** START OF DATA PROVIDED **

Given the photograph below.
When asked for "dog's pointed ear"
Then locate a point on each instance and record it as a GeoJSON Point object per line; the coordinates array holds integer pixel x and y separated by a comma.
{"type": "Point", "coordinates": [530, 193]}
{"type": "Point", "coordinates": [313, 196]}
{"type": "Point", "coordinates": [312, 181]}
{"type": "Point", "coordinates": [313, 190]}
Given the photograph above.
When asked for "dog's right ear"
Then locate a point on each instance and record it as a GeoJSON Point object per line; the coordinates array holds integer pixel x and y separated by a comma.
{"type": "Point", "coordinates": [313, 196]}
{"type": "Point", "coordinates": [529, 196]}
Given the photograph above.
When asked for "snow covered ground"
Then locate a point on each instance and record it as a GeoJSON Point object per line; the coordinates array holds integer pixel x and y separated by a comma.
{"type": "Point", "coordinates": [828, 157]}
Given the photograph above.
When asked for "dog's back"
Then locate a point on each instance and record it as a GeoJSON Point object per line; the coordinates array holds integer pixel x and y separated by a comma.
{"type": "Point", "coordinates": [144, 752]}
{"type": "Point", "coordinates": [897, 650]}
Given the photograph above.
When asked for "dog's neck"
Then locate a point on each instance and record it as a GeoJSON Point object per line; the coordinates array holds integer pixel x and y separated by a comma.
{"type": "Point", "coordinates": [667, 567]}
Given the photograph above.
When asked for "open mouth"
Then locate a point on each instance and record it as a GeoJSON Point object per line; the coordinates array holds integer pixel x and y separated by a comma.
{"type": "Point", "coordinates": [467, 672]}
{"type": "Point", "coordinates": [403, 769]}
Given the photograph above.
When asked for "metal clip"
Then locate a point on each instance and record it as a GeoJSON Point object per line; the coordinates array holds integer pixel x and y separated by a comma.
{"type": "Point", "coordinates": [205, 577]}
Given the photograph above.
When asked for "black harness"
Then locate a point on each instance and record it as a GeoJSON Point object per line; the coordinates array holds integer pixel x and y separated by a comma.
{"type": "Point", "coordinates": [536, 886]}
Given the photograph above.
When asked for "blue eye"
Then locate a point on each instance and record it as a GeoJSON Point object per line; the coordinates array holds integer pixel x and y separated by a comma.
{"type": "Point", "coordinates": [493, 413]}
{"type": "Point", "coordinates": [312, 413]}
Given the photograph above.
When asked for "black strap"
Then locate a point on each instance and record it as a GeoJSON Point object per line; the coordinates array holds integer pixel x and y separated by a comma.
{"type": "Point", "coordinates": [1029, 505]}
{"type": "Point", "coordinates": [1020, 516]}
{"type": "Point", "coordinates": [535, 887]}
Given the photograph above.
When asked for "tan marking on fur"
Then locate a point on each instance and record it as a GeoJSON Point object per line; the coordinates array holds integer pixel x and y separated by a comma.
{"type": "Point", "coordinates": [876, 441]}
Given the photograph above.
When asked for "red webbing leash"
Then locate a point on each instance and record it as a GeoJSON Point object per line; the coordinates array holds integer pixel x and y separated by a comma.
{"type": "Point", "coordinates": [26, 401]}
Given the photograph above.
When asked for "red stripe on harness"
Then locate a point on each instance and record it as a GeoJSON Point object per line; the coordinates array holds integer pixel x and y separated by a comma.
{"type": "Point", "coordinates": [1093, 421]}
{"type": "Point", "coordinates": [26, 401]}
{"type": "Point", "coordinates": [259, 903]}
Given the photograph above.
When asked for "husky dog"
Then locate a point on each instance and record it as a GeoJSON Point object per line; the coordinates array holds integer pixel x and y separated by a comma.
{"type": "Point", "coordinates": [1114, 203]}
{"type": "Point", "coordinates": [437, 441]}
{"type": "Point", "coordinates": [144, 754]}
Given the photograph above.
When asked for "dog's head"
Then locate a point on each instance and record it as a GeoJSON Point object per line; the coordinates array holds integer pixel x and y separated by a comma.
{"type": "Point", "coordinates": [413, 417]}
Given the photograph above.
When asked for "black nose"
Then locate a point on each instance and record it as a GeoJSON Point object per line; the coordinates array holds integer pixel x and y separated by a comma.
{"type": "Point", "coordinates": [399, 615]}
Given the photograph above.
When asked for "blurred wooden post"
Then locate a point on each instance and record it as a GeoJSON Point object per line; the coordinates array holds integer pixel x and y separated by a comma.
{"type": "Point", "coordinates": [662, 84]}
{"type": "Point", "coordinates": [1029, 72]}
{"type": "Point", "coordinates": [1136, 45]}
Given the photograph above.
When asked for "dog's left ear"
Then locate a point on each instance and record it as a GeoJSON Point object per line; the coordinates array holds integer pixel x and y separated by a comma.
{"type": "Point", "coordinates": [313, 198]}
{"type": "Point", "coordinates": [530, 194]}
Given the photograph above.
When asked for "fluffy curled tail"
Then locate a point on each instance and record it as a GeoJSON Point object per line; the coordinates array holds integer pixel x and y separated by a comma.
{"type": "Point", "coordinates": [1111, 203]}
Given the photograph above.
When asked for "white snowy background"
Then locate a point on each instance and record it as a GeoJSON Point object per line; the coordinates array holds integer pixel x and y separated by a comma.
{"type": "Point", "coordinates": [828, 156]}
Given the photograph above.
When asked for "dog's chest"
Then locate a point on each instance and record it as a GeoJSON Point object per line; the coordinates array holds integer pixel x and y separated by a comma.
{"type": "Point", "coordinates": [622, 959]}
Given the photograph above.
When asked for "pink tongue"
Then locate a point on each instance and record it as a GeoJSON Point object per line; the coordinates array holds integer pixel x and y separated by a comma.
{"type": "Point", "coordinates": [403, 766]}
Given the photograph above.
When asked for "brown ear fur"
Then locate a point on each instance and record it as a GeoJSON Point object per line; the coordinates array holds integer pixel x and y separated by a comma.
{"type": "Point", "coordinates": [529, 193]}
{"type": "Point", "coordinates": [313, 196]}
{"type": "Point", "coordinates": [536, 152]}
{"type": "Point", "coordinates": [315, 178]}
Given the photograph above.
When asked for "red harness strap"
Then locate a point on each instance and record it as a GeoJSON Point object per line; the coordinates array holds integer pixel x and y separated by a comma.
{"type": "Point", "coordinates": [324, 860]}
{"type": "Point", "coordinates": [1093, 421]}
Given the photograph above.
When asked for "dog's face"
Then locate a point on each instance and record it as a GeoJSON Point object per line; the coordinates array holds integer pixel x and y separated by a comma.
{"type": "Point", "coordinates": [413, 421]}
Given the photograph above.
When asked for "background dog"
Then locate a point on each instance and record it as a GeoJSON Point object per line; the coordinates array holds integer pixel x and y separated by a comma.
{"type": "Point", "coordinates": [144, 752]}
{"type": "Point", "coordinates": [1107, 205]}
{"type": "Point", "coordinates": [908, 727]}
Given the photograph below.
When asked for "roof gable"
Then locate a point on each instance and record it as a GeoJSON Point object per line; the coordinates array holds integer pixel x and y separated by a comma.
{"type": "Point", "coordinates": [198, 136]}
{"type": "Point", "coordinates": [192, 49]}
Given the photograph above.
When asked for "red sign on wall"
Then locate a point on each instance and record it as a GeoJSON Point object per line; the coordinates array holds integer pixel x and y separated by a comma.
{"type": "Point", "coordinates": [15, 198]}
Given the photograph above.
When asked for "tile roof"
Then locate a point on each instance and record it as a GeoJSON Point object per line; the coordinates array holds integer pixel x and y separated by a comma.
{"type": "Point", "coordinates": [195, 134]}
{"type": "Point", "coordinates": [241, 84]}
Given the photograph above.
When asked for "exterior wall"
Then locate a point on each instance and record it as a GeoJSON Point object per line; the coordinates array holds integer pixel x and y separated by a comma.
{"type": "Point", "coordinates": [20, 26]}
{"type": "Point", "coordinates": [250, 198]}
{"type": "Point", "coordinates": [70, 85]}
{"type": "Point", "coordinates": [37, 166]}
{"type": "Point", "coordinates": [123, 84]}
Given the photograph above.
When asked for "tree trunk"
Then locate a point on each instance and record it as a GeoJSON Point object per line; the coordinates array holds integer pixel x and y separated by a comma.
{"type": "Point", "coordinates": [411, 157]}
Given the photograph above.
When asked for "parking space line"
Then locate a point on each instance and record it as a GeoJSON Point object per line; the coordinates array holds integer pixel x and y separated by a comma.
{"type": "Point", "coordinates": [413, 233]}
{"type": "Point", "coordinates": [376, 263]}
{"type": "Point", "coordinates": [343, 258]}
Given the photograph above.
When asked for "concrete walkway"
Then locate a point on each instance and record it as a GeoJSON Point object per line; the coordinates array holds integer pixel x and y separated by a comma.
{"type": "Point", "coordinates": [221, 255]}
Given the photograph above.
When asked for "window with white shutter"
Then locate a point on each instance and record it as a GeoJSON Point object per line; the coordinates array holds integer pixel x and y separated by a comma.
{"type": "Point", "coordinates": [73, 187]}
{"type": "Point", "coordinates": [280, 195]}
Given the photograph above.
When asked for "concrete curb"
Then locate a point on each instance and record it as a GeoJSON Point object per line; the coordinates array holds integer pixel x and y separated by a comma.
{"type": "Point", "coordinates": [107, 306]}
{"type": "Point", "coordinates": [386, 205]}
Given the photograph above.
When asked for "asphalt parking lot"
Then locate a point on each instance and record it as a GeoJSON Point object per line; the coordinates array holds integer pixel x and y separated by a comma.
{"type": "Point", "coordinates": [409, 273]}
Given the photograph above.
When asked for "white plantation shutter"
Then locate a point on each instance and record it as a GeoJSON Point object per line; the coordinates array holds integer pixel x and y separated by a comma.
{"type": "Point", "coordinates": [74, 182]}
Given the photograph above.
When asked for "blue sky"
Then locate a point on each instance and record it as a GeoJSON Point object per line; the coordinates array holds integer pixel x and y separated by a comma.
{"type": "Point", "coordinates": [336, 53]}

** END OF DATA PROVIDED **

How many lines in the listing above contain the string "white"? Case matters, and the reply should be the number alone.

## [ANSWER FOR THIS EXERCISE]
3